◆ **THE EXERCISE**:
Can you transcribe every record below exactly as it appears?
-- Start of PROVIDED INFORMATION --
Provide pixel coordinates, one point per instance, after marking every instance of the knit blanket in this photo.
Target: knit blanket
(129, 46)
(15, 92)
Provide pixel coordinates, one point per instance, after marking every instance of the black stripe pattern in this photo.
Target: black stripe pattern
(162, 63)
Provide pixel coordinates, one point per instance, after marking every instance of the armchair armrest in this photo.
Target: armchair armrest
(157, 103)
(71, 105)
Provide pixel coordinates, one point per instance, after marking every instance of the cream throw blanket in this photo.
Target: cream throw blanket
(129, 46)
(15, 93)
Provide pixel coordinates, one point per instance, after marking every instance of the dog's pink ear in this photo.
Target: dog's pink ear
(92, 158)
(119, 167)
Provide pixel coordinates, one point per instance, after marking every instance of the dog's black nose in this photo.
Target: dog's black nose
-- End of PROVIDED INFORMATION --
◆ **SOLVED PROBLEM**:
Provide pixel coordinates, one point per instance, after marking every instance of the knit blanket in this photo.
Target: knit blanket
(129, 46)
(15, 92)
Provide pixel coordinates, one point per instance, after marking every instance of the black stripe pattern in this photo.
Target: black stripe pattern
(162, 63)
Provide pixel coordinates, one point per instance, after marking every instance of the armchair armrest in this photo.
Target: armchair armrest
(157, 103)
(71, 105)
Provide pixel coordinates, one point per instance, after marking every instance of the cream throw blanket in this photo.
Target: cream throw blanket
(129, 46)
(15, 93)
Provide pixel coordinates, one point per instance, after marking every instance of the dog's pink ear in this photo.
Target: dog's pink ear
(92, 158)
(119, 167)
Provide pixel coordinates, one point per instance, after marking every instance of the dog's black nose in this photo.
Target: dog's black nose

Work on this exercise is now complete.